TEXTE D'ÉTUDE:

Le sénateur Oh : Je ne pense pas qu’on puisse trouver de l’argent dans les coffres.

Mme Arseneau : Je sais. C’est difficile.

Le sénateur Oh : C’est pourquoi le gouvernement cherche du nouvel argent.

Ma deuxième question s’adresse au groupe de témoins. Seriez-vous d’accord pour dire que le ministre Morneau devrait s’engager à entreprendre une analyse comparative entre les sexes avant de chercher à faire adopter des modifications fiscales proposées? Cette analyse comparative entre les sexes procurerait à tous une meilleure compréhension de l’incidence des modifications fiscales proposées sur les hommes et les femmes, les garçons et les filles, ainsi que d’autres facteurs intéressants, comme l’âge ou le revenu. En ce moment, il semble que, si les modifications fiscales entrent en vigueur sans que l’on fasse cette analyse, on ne comprendra pas les effets sexospécifiques de cette évaluation, jusqu’à ce que des problèmes apparaissent ou soient bien installés. Pourriez-vous répondre à cette question?

Mme Ross : Je répondrais que je ne pense pas qu’aucune analyse du genre n’ait été entreprise. On devrait assurément en faire une, et il semble que, dans certains des domaines où les femmes propriétaires d’entreprises, les femmes actionnaires, sont défavorisées par rapport au congé de maternité, ce genre de choses, les répercussions sont plus grandes. Je ne pense pas qu’aucune étude n’ait entièrement pris cela en considération.

TRAVAIL DEMANDÉ:
1: D'après le texte d'étude, quel ministre le sénateur Oh souhaiterait-il voir s'engager à entreprendre une analyse comparative entre les sexes ?
2: Reprenez le passage du texte d'étude qui commence par « Ma deuxième question » et se poursuit jusqu'à « à cette question? », en remplaçant « analyse comparative entre les sexes » par « étude différenciée selon les sexes ».
3: Veuillez poursuivre le texte d'étude à partir de sa dernière phrase.
Les données qui viennent ensuite n'ont aucun rapport avec le texte d'étude.

DONNÉES FOURNIES:
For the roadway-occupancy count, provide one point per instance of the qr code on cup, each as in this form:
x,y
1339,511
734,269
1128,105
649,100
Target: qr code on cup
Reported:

RÉPONSES PAR TÂCHE:
1: Le ministre Morneau.

2:
Ma deuxième question s’adresse au groupe de témoins. Seriez-vous d’accord pour dire que le ministre Morneau devrait s’engager à entreprendre une étude différenciée selon les sexes avant de chercher à faire adopter des modifications fiscales proposées? Cette étude différenciée selon les sexes procurerait à tous une meilleure compréhension de l’incidence des modifications fiscales proposées sur les hommes et les femmes, les garçons et les filles, ainsi que d’autres facteurs intéressants, comme l’âge ou le revenu. En ce moment, il semble que, si les modifications fiscales entrent en vigueur sans que l’on fasse cette analyse, on ne comprendra pas les effets sexospécifiques de cette évaluation, jusqu’à ce que des problèmes apparaissent ou soient bien installés. Pourriez-vous répondre à cette question?

3:
M. Duplisea : Je suis d’accord avec vous, et nous avons entendu un certain nombre de commentaires et de questions sur l’analyse des répercussions, et je pense précisément que l’analyse comparative entre les sexes, comme vous l’avez indiqué, est essentielle, juste pour la Chambre de commerce de la région de Saint John. Comme nous l’avons dit, 85 p. 100 de nos entreprises sont de petites et moyennes entreprises, et les femmes constituent maintenant notre principal profil démographique. Cela tient au fait qu’un plus grand nombre de femmes que jamais auparavant créent des entreprises, possèdent des entreprises et occupent sur le marché du travail des postes de propriétaires et d’entrepreneures. À mon avis, ce n’est qu’un exemple des nombreuses analyses des répercussions que nous devons examiner; il faut simplement mettre les choses en attente pour comprendre un peu mieux les ramifications, puis élaborer un scénario fiscal qui accomplit les résultats qu’on désire obtenir.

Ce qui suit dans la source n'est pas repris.